*Passage given*.
-- begin --

Yet the house in the centre holds a most surprising museum collection, a private museum called the Nei Xue Tang (roughly translated as “The Hall of Inner Peace), home to some 10,000 pieces of Buddhist art with examples from different styles, regions and periods from around the world. This, of course, includes examples of religious sculpture from Southeast Asia.

Nei Xue Tang - Entrance

Nei Xue Tang is the first private museum opened in Singapore. It is owned by Mr W. T. Woon, a lawyer and a devout Buddhist himself, who has been collecting Buddhist antiques since he was seven! The museum is a culmination of over 40 years of collecting Buddhist antiques – many from his own collection, and some others donated or bequeathed to Nei Xue Tang from corporations and individuals. In the collection, you’ll find examples from Sri Lanka, India, Nepal and the different Chinese dynasties, but it’s the ones from Southeast Asia that I’ll be writing about, this post and next.

NeiXueTang- Mr Woon

These three Buddhas are examples of Mon-Dvaravati art from Thailand. From left to right, they are: A bronze Buddha; A Buddha seated under a Bodhi tree; and another bronze Buddha. All of them date to around the 8th century. Little is known about the Dvaravati period on Thailand (6-11th centuries). The kingdom was centred around Central Thailand and seems to have played an important role in the spread of Buddhism to the rest of Southeast Asia. Later in history the Mon people seemed to have been assimilated into the growing influence of the neighbouring Khmer and Burmese empires.

-- end --

Position annotation records
-- begin --

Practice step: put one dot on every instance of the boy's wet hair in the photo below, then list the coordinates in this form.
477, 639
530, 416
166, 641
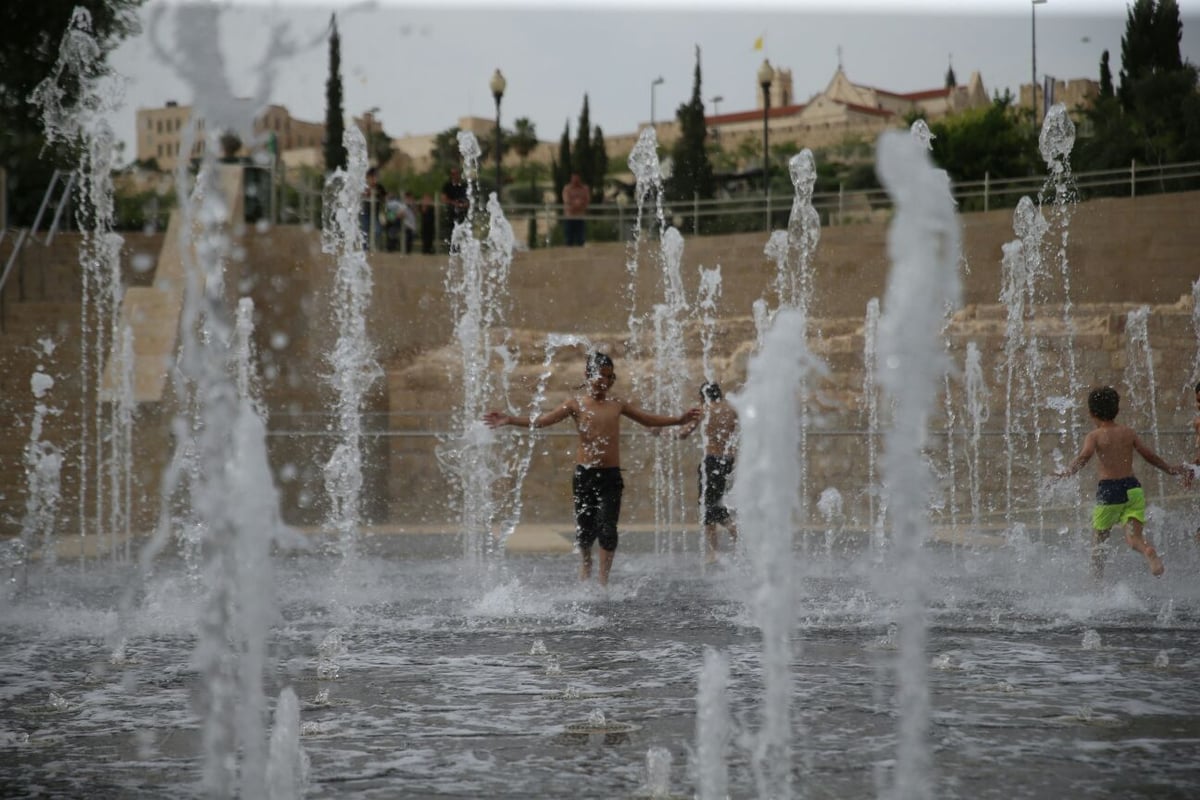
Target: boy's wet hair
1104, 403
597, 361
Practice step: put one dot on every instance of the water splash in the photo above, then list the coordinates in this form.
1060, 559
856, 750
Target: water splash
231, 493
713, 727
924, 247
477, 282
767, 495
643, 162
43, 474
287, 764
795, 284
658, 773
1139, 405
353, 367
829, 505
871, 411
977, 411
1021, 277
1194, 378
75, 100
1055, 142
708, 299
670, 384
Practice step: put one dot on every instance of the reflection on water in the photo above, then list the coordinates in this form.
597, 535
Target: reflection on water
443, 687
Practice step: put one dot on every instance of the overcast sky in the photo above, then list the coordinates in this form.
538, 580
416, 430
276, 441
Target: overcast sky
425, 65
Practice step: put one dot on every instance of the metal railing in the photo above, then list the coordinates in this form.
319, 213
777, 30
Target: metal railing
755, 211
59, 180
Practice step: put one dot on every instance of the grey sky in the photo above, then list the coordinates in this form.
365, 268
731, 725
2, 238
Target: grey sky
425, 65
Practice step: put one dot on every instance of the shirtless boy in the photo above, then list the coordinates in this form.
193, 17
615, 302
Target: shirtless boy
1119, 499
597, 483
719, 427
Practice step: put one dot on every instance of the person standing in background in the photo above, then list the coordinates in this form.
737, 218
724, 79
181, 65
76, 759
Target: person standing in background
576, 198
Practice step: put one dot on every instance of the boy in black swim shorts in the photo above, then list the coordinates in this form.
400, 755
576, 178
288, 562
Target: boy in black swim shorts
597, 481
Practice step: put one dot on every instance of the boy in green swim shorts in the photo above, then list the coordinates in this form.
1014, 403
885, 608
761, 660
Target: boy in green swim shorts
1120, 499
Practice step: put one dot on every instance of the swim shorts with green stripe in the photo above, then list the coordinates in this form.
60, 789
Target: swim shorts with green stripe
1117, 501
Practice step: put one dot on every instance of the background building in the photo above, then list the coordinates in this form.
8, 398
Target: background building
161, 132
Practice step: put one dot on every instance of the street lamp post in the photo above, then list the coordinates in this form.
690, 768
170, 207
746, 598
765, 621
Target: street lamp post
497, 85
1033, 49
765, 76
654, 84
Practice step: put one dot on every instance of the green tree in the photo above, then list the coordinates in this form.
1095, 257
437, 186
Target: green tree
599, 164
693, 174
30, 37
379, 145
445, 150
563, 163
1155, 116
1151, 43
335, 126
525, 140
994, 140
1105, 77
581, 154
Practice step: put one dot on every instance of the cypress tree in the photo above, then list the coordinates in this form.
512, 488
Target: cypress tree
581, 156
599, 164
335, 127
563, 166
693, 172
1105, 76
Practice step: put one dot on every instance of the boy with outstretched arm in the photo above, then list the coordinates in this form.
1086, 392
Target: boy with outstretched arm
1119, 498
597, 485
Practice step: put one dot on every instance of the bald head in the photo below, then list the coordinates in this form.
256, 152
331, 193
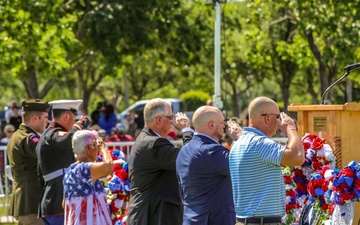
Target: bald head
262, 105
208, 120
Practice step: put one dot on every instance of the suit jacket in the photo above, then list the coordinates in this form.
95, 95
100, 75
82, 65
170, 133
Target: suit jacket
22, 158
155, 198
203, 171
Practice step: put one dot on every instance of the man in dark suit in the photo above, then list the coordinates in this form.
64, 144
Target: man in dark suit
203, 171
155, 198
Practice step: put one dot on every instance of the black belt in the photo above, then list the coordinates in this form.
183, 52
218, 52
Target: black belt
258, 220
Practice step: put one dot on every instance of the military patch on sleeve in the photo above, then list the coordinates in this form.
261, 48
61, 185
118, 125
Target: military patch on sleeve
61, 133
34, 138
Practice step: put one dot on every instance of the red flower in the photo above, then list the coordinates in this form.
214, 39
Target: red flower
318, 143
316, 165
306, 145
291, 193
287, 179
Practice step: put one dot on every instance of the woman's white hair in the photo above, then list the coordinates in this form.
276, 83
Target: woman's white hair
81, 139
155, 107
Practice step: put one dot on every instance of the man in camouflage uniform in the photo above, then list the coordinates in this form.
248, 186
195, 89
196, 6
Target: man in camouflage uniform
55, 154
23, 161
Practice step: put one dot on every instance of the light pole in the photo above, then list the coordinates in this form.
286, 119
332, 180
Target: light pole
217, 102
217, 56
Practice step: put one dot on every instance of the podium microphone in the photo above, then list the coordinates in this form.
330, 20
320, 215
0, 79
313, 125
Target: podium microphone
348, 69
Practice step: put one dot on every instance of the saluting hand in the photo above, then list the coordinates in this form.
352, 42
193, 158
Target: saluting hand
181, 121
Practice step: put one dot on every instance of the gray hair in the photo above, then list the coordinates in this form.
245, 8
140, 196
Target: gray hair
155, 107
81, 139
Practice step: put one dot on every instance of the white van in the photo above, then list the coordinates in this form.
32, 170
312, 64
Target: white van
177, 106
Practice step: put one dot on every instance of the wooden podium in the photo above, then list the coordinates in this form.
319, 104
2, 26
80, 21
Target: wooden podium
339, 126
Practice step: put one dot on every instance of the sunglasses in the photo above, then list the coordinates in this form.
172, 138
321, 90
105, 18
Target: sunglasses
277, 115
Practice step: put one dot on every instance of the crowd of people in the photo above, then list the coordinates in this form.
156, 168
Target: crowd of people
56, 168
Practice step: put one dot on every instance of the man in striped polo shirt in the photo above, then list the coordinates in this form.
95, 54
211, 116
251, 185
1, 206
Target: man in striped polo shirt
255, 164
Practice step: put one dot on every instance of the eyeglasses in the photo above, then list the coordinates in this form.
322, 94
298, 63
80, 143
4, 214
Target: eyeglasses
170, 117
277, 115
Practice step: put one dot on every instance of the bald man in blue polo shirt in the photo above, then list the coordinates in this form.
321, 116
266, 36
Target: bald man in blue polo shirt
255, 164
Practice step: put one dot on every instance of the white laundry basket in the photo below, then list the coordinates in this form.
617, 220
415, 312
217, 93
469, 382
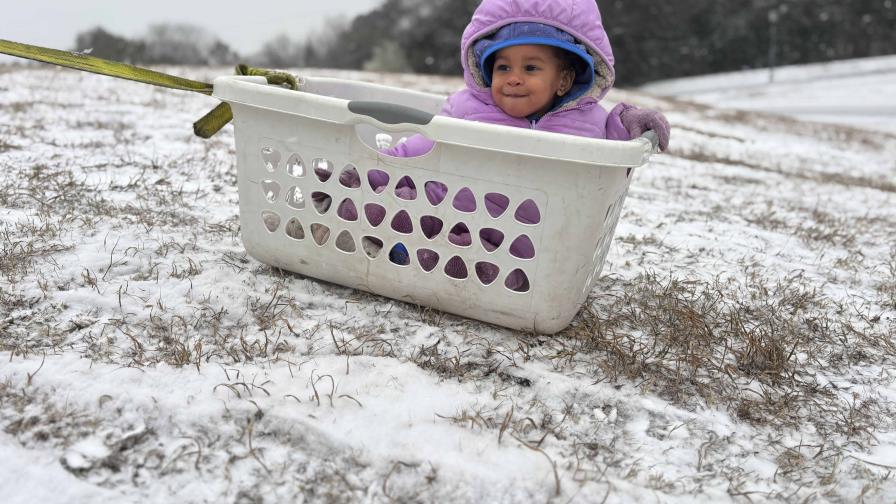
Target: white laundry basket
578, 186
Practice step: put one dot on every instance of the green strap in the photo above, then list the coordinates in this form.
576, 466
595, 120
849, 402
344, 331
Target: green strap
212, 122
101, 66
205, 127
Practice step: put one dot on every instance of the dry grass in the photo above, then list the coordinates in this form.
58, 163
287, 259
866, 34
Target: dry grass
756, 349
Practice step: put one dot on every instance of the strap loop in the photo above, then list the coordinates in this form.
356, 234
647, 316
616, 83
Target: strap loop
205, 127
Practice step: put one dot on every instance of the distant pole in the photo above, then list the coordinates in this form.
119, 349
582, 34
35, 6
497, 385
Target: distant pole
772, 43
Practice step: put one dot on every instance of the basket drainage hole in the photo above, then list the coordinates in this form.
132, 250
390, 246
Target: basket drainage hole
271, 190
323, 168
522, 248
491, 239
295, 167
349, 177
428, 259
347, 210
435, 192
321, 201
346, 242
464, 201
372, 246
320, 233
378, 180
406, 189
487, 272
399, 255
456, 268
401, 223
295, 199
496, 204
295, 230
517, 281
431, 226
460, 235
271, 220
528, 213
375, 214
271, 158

-- end --

*Tasks for this exercise*.
A) According to the passage on the Nei Xue Tang museum, who owns the museum?
B) Collect every line of the rows that contains the word "drainage". Letter case counts.

*Answers to the problems*.
A) Mr W. T. Woon, a lawyer and devout Buddhist, owns the museum.

B)
Practice step: put one dot on every instance of the basket drainage hole in the photo above, then list the coordinates in this form.
Target: basket drainage hole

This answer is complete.